| EXCERPTED PASSAGE |
In Switzerland, as elsewhere, concerned parties such as public health authorities and specialists in such areas as veterinary medicine, the food industry and agriculture, to name just a few, are alarmed by the emergence and spread of bacterial resistance to antibiotics. If this trend continues, we may soon find ourselves deprived of antibiotics able to act upon a certain number of clinically important bacteria, all the more so since pharmaceutical research gives little cause for hope that new classes of antibacterial agents are likely to be introduced in the near future. The widespread use of antibiotic selects for resistance genes in pathogenic bacteria, but also in commensal or environmental bacteria. These genes may spread to pathogenic bacteria making therapy more difficult, if not impossible. (Read more about The problem of antibiotic resistance - the situation abroad or The state of research in Switzerland.)

| DATASET CONTENT |
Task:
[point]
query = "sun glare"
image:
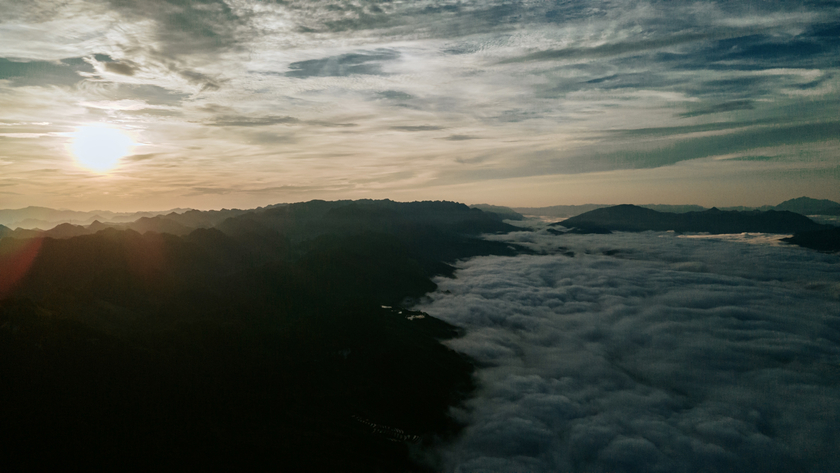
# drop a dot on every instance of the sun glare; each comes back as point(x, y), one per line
point(99, 147)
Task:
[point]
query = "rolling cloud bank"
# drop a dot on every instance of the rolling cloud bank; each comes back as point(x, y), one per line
point(647, 352)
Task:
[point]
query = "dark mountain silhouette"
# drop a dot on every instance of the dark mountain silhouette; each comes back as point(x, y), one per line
point(267, 340)
point(42, 217)
point(506, 213)
point(827, 239)
point(631, 218)
point(809, 206)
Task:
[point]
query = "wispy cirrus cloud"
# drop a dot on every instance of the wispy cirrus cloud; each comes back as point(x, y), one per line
point(552, 88)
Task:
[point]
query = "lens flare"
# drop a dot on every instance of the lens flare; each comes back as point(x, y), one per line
point(99, 147)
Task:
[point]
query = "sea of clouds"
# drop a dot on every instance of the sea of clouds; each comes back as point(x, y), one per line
point(647, 352)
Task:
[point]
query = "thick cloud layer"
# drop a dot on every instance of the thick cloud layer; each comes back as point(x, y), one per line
point(648, 352)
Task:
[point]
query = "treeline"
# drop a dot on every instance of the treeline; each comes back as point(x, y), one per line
point(257, 342)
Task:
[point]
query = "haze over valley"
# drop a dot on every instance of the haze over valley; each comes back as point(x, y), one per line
point(457, 236)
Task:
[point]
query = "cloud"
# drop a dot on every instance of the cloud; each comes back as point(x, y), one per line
point(729, 106)
point(41, 73)
point(365, 63)
point(647, 352)
point(461, 138)
point(417, 128)
point(119, 68)
point(240, 120)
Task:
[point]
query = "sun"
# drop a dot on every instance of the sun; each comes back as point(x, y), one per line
point(100, 147)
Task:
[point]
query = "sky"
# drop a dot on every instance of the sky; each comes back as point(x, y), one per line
point(245, 103)
point(646, 352)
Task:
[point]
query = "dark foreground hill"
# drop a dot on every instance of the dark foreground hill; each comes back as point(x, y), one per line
point(275, 340)
point(822, 240)
point(630, 218)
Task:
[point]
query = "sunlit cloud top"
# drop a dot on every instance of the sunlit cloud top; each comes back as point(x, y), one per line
point(245, 102)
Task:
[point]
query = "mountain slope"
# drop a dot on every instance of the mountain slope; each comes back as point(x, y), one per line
point(631, 218)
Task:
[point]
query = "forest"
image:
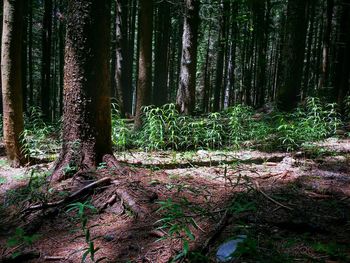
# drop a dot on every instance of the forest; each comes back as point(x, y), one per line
point(175, 131)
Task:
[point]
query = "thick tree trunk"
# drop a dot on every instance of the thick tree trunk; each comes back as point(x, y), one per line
point(30, 54)
point(11, 72)
point(87, 112)
point(323, 82)
point(46, 60)
point(187, 87)
point(219, 83)
point(288, 93)
point(61, 37)
point(24, 62)
point(144, 82)
point(342, 87)
point(161, 67)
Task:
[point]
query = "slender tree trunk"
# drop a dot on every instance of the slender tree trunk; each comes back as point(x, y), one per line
point(206, 78)
point(11, 78)
point(306, 82)
point(326, 41)
point(187, 87)
point(30, 54)
point(219, 85)
point(144, 82)
point(293, 55)
point(343, 56)
point(61, 38)
point(24, 56)
point(87, 110)
point(46, 60)
point(161, 67)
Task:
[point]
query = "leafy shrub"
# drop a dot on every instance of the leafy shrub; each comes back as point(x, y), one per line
point(121, 135)
point(239, 126)
point(39, 138)
point(314, 122)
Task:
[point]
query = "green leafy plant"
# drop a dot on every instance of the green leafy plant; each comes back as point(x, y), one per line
point(39, 138)
point(81, 210)
point(36, 190)
point(178, 224)
point(314, 122)
point(121, 135)
point(20, 239)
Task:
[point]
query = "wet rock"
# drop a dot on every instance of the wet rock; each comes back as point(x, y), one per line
point(225, 250)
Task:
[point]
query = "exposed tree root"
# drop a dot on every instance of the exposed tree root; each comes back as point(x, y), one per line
point(73, 196)
point(169, 166)
point(216, 232)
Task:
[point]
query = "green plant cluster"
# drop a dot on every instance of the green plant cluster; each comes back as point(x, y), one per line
point(38, 137)
point(237, 127)
point(81, 210)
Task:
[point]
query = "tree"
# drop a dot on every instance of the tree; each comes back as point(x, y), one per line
point(161, 60)
point(87, 109)
point(292, 55)
point(11, 72)
point(46, 60)
point(144, 82)
point(185, 99)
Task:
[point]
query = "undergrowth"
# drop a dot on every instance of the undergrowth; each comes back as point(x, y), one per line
point(237, 127)
point(165, 129)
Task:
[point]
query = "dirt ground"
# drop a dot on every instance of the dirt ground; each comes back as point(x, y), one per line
point(293, 207)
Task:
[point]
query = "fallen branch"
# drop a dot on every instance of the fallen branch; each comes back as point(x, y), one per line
point(82, 191)
point(54, 258)
point(270, 198)
point(130, 202)
point(216, 232)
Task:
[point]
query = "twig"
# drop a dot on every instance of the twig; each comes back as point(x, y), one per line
point(54, 258)
point(217, 230)
point(85, 189)
point(270, 198)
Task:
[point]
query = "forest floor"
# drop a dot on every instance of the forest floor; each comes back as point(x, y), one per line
point(292, 207)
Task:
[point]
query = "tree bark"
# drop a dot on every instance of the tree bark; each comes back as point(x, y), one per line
point(11, 77)
point(144, 82)
point(46, 61)
point(187, 87)
point(87, 110)
point(161, 67)
point(293, 55)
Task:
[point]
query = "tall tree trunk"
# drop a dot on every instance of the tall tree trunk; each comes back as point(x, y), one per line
point(161, 67)
point(46, 60)
point(343, 56)
point(11, 78)
point(61, 37)
point(24, 56)
point(262, 16)
point(30, 54)
point(293, 55)
point(326, 41)
point(144, 82)
point(310, 37)
point(219, 84)
point(185, 99)
point(206, 77)
point(87, 109)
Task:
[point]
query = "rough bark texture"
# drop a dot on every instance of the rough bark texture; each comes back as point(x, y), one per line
point(46, 60)
point(342, 74)
point(144, 82)
point(11, 71)
point(87, 113)
point(293, 55)
point(161, 67)
point(187, 87)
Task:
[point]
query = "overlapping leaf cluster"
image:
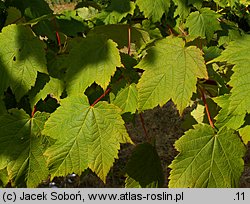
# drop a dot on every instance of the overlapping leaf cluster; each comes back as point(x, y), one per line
point(69, 79)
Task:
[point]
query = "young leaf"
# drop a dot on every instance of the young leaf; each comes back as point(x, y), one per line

| WHAT IS NEEDED |
Answer from the passage on antibiotic resistance in Switzerland:
1. Which three areas of specialization does it name among the concerned parties?
2. According to pharmaceutical research, what is unlikely to be introduced in the near future?
3. Besides pathogenic bacteria, in what kinds of bacteria does widespread antibiotic use select for resistance genes?

| RESPONSE |
1. Veterinary medicine, the food industry and agriculture.
2. New classes of antibacterial agents.
3. Commensal or environmental bacteria.